## GIVEN PROBLEM:
Copy every one of the records below word for word, one line per record.
····················
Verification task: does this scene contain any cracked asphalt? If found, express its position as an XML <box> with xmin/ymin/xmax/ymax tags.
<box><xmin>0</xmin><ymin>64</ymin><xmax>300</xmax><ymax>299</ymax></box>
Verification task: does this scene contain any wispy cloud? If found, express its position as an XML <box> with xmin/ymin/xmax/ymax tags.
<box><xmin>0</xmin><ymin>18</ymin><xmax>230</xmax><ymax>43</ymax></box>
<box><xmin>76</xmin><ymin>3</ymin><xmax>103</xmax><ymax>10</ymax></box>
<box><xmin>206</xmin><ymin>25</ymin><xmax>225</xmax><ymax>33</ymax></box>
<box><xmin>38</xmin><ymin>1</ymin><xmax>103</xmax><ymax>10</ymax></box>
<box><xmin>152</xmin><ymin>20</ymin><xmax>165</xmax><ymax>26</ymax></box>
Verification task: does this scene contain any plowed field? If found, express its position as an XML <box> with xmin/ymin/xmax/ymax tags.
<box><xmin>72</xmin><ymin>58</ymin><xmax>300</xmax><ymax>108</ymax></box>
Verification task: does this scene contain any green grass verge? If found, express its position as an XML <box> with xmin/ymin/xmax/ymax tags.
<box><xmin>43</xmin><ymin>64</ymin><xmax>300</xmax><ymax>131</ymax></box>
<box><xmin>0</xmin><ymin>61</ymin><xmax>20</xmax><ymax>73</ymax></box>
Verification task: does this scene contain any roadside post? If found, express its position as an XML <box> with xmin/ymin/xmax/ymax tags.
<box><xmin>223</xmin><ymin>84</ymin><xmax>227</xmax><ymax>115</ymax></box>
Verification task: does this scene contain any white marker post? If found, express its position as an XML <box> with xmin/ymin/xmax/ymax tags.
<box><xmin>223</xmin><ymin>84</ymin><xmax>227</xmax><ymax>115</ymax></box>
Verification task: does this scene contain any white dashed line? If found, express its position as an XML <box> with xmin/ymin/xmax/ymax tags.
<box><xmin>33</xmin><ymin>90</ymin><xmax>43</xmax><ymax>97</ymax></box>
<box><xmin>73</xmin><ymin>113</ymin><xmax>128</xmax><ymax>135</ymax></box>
····················
## RESPONSE BELOW:
Verification task: does this scene contain any cracked asphalt? If found, express its position as an XML <box> with xmin/ymin/xmax/ymax tags.
<box><xmin>0</xmin><ymin>64</ymin><xmax>300</xmax><ymax>299</ymax></box>
Verification task: does this scene contain any wispy cloud? If found, express its position as an XML <box> with xmin/ymin/xmax/ymax tags.
<box><xmin>0</xmin><ymin>18</ymin><xmax>230</xmax><ymax>43</ymax></box>
<box><xmin>76</xmin><ymin>3</ymin><xmax>103</xmax><ymax>10</ymax></box>
<box><xmin>206</xmin><ymin>25</ymin><xmax>225</xmax><ymax>33</ymax></box>
<box><xmin>38</xmin><ymin>1</ymin><xmax>103</xmax><ymax>10</ymax></box>
<box><xmin>152</xmin><ymin>20</ymin><xmax>165</xmax><ymax>26</ymax></box>
Verification task: does this scene contain any plowed field? If found, express its position as an XML <box> with xmin/ymin/xmax/ymax tags.
<box><xmin>72</xmin><ymin>58</ymin><xmax>300</xmax><ymax>108</ymax></box>
Verification task: does this scene contain any green grass verge? If found, express its position as an XML <box> with xmin/ymin/xmax/ymax tags.
<box><xmin>43</xmin><ymin>64</ymin><xmax>300</xmax><ymax>131</ymax></box>
<box><xmin>0</xmin><ymin>61</ymin><xmax>20</xmax><ymax>73</ymax></box>
Verification task: does this scene contain any roadside post? If found, express its position as an XML <box> with xmin/ymin/xmax/ymax tags.
<box><xmin>223</xmin><ymin>84</ymin><xmax>227</xmax><ymax>115</ymax></box>
Verification task: does this scene contain any white marker post? If found, express its position as an XML <box> with xmin/ymin/xmax/ymax tags.
<box><xmin>223</xmin><ymin>84</ymin><xmax>227</xmax><ymax>115</ymax></box>
Verification task: does this scene contain any white dashed line? If found, express its position as an XML <box> with xmin/ymin/xmax/ymax tags.
<box><xmin>33</xmin><ymin>90</ymin><xmax>43</xmax><ymax>97</ymax></box>
<box><xmin>73</xmin><ymin>113</ymin><xmax>128</xmax><ymax>135</ymax></box>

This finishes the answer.